> Provided data:

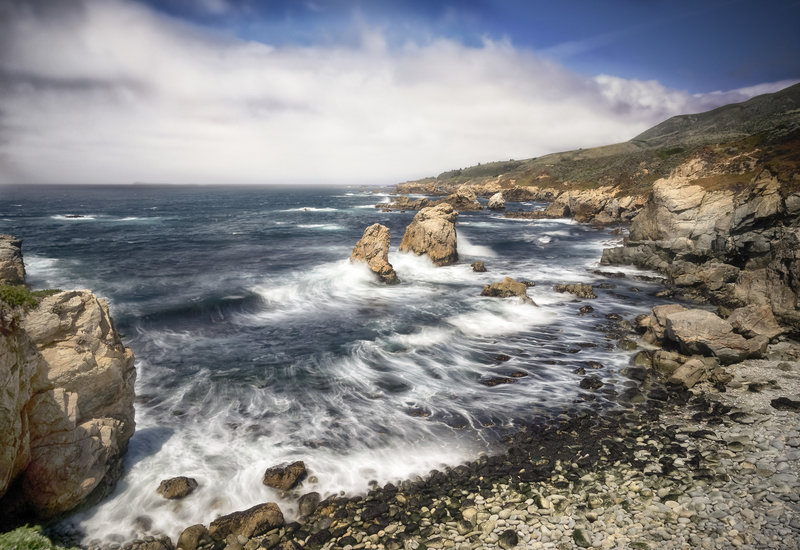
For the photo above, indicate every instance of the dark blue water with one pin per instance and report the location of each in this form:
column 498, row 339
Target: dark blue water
column 257, row 342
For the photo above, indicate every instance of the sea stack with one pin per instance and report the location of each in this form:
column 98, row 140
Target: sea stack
column 373, row 249
column 433, row 232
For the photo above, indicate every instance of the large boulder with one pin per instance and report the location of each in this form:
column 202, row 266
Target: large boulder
column 464, row 200
column 12, row 269
column 285, row 477
column 496, row 202
column 508, row 288
column 79, row 416
column 697, row 331
column 250, row 523
column 373, row 249
column 433, row 232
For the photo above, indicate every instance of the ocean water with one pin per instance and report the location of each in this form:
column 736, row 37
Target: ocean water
column 257, row 342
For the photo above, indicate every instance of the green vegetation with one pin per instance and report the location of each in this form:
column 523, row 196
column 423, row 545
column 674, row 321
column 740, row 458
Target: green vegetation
column 27, row 538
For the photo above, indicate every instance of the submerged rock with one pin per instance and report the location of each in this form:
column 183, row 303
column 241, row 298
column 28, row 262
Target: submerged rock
column 497, row 202
column 177, row 487
column 580, row 290
column 12, row 268
column 507, row 288
column 373, row 249
column 433, row 232
column 285, row 477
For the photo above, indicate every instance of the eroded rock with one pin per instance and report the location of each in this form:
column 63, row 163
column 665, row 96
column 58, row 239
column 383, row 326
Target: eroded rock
column 433, row 232
column 373, row 249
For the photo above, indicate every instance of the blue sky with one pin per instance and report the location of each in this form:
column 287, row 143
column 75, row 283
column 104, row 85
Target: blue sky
column 343, row 91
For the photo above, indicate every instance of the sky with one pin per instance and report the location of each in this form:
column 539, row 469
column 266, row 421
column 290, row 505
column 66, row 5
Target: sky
column 359, row 91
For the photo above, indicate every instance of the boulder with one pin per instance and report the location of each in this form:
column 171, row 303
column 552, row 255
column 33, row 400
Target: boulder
column 373, row 249
column 252, row 522
column 697, row 331
column 753, row 320
column 433, row 232
column 580, row 290
column 464, row 200
column 194, row 537
column 285, row 477
column 177, row 487
column 496, row 202
column 79, row 417
column 12, row 268
column 507, row 288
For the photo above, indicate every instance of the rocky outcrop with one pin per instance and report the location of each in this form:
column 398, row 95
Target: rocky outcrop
column 581, row 290
column 734, row 244
column 285, row 477
column 464, row 200
column 373, row 249
column 433, row 232
column 177, row 487
column 508, row 288
column 66, row 412
column 496, row 202
column 12, row 269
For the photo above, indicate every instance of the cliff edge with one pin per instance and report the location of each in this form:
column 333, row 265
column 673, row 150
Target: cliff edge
column 66, row 412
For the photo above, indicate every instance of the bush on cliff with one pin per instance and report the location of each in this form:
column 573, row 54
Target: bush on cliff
column 28, row 538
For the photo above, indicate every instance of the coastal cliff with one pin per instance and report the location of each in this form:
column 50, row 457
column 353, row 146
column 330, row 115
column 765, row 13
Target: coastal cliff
column 66, row 414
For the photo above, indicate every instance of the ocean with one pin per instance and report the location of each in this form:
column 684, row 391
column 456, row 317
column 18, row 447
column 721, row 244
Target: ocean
column 257, row 342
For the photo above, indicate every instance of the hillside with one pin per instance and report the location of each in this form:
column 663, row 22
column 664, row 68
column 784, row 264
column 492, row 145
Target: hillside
column 768, row 124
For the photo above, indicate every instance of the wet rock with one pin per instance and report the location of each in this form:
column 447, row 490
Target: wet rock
column 497, row 202
column 194, row 537
column 697, row 331
column 785, row 404
column 12, row 268
column 177, row 487
column 507, row 288
column 433, row 232
column 285, row 477
column 753, row 320
column 248, row 523
column 580, row 290
column 308, row 503
column 373, row 249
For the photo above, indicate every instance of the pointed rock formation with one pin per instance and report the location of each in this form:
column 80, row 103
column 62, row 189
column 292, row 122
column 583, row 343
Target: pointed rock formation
column 433, row 232
column 373, row 249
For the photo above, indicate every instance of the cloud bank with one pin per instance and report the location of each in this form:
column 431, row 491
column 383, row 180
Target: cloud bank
column 109, row 91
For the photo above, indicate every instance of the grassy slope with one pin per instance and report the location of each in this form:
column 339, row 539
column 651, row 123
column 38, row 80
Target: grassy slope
column 767, row 126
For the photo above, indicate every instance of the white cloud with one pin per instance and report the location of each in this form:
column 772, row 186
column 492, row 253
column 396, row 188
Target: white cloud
column 119, row 94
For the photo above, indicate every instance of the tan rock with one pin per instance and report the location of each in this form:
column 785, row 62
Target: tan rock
column 433, row 232
column 373, row 249
column 252, row 522
column 496, row 202
column 508, row 288
column 755, row 320
column 12, row 269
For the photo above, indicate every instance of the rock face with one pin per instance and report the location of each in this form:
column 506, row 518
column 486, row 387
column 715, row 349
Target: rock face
column 433, row 232
column 581, row 290
column 285, row 477
column 66, row 412
column 736, row 246
column 12, row 269
column 373, row 249
column 249, row 523
column 496, row 202
column 177, row 487
column 464, row 200
column 507, row 288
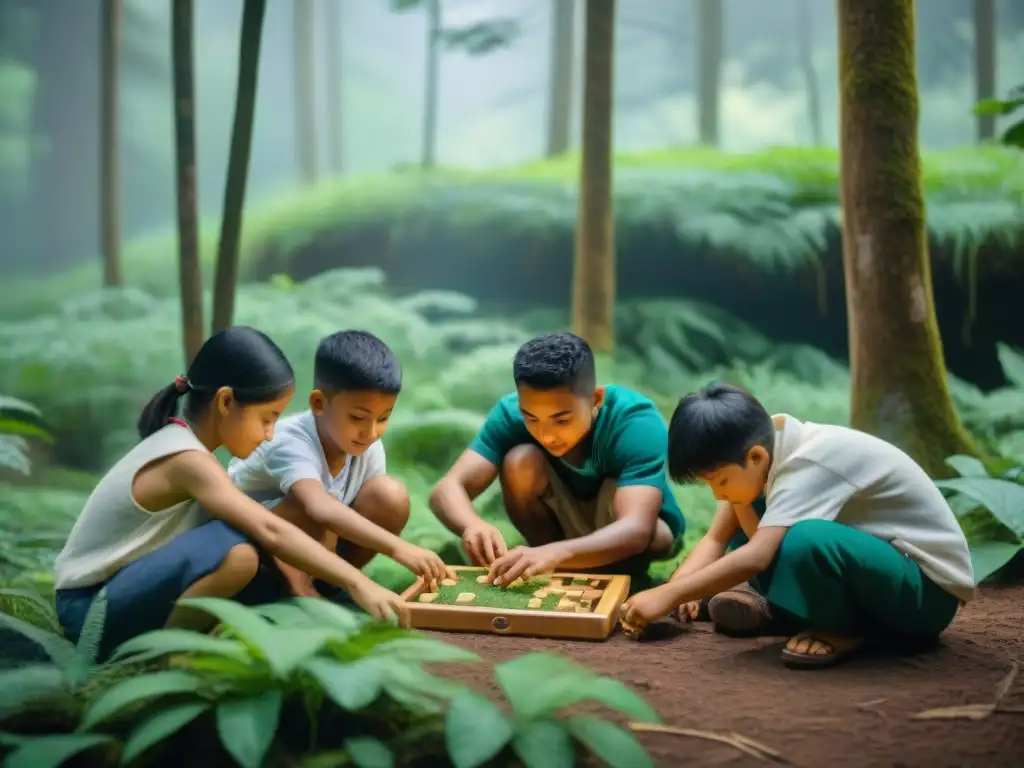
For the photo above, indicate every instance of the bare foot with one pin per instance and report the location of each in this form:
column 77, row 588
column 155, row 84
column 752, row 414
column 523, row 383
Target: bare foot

> What you should do: Please repeat the entries exactly. Do not include the pictures.

> Output for this task:
For the photo above, indicate every instance of the dark blue water with one pin per instance and report the location of each in this form:
column 498, row 339
Target: dark blue water
column 257, row 342
For the photo above, indicate every instance of the sea stack with one pin per instance and report the location of each in this form:
column 98, row 140
Target: sea stack
column 373, row 249
column 433, row 232
For the photo above, indicate every instance of the large boulder with one pin per instance and report the location of each in this form:
column 202, row 266
Target: large boulder
column 464, row 200
column 12, row 269
column 285, row 477
column 496, row 202
column 508, row 288
column 79, row 416
column 697, row 331
column 250, row 523
column 373, row 249
column 433, row 232
For the photo above, indicate every instance of the ocean water with one pin per instance and report the location of each in this form:
column 736, row 37
Target: ocean water
column 257, row 342
For the photo above, indicate every instance of the green vegetation with one pin per instance and report the location of each in this form:
column 523, row 196
column 423, row 545
column 674, row 321
column 740, row 458
Target: green vegetation
column 27, row 538
For the photo above, indicate every instance of the submerged rock with one pin per instance and report the location of each in this form:
column 183, row 303
column 241, row 298
column 28, row 262
Target: submerged rock
column 497, row 202
column 177, row 487
column 580, row 290
column 12, row 268
column 507, row 288
column 373, row 249
column 433, row 232
column 285, row 477
For the photo above, indicate every instance of the eroded rock with one pin per instance and report the location of each in this form:
column 63, row 163
column 665, row 96
column 58, row 239
column 383, row 326
Target: eroded rock
column 433, row 232
column 373, row 249
For the photo above, indicate every instance of the blue sky with one pin per instance and report the location of each in this form:
column 287, row 143
column 75, row 283
column 104, row 85
Target: blue sky
column 343, row 91
For the photo above, indicate every instance of the sky with one pin per instance and report the location of each in this form:
column 539, row 469
column 266, row 421
column 290, row 505
column 66, row 5
Target: sky
column 359, row 91
For the photo above, indicate every instance of the boulder with one pin per instance and report the location of each in this form:
column 171, row 303
column 552, row 255
column 33, row 400
Target: boulder
column 373, row 249
column 252, row 522
column 697, row 331
column 753, row 320
column 433, row 232
column 580, row 290
column 464, row 200
column 194, row 537
column 285, row 477
column 177, row 487
column 496, row 202
column 79, row 417
column 12, row 268
column 507, row 288
For the photo above, indicate every instance of the rocky outcrop with one pin per instance and report the location of each in this form:
column 398, row 95
Target: rocky outcrop
column 581, row 290
column 734, row 244
column 285, row 477
column 464, row 200
column 373, row 249
column 433, row 232
column 177, row 487
column 508, row 288
column 66, row 412
column 496, row 202
column 12, row 269
For the photo above, indicate every instance of the cliff edge with one pin per instance and report the location of each in this form:
column 333, row 265
column 673, row 150
Target: cliff edge
column 66, row 412
For the photo above, indicate every instance of the bush on cliff with one pin per instance and report the location of each in this form:
column 573, row 54
Target: bush on cliff
column 28, row 538
For the photo above, indicate every instance of the coastal cliff with one pin per instance and report the location of each in this form:
column 50, row 457
column 353, row 146
column 330, row 115
column 765, row 13
Target: coastal cliff
column 66, row 414
For the photo above, indicate every instance of the ocean with one pin per instance and report the location of each in this form:
column 684, row 391
column 456, row 317
column 18, row 447
column 721, row 244
Target: ocean
column 257, row 342
For the photo above, indicate every instance of the hillside with one pin per instance and report the location of each in this form:
column 663, row 22
column 664, row 68
column 784, row 264
column 492, row 145
Target: hillside
column 768, row 124
For the photo above, indicate every instance of the wet rock with one pin per instance and report the location of each in this form:
column 447, row 490
Target: wet rock
column 497, row 202
column 194, row 537
column 697, row 331
column 785, row 404
column 12, row 268
column 177, row 487
column 507, row 288
column 433, row 232
column 285, row 477
column 753, row 320
column 248, row 523
column 580, row 290
column 308, row 503
column 373, row 249
For the photo above, indicate every instance of the pointed rock formation with one pin per instance and report the location of each in this form:
column 80, row 103
column 62, row 189
column 292, row 122
column 583, row 343
Target: pointed rock formation
column 433, row 232
column 373, row 249
For the photo above, indicate every instance of the cloud bank with one pin per instance and report the location of each in this form:
column 431, row 491
column 383, row 180
Target: cloud bank
column 109, row 91
For the photo above, indicate every instance of the grassy slope with one pin per instance and report the location of each in this form:
column 339, row 539
column 651, row 123
column 38, row 80
Target: grassy slope
column 767, row 126
For the photo above, indicate every instance of the white cloud with one pin per instance and report the location of each in this form:
column 772, row 186
column 492, row 253
column 396, row 188
Target: white cloud
column 119, row 94
For the photo above, indicate every instance of the tan rock with one pin per instance and report the location of each in this form:
column 785, row 62
Target: tan rock
column 433, row 232
column 373, row 249
column 252, row 522
column 496, row 202
column 508, row 288
column 755, row 320
column 12, row 269
For the photo above, indicate every instance of the rock face with one pin per instance and report the location of each in this form:
column 506, row 518
column 486, row 387
column 715, row 349
Target: rock face
column 433, row 232
column 581, row 290
column 285, row 477
column 66, row 412
column 736, row 246
column 12, row 269
column 373, row 249
column 249, row 523
column 496, row 202
column 177, row 487
column 464, row 200
column 507, row 288
For the photo above, indicate every instance of the bare foot with one pin per instance and report the location of each in this form:
column 77, row 588
column 155, row 84
column 752, row 414
column 523, row 383
Target: bare foot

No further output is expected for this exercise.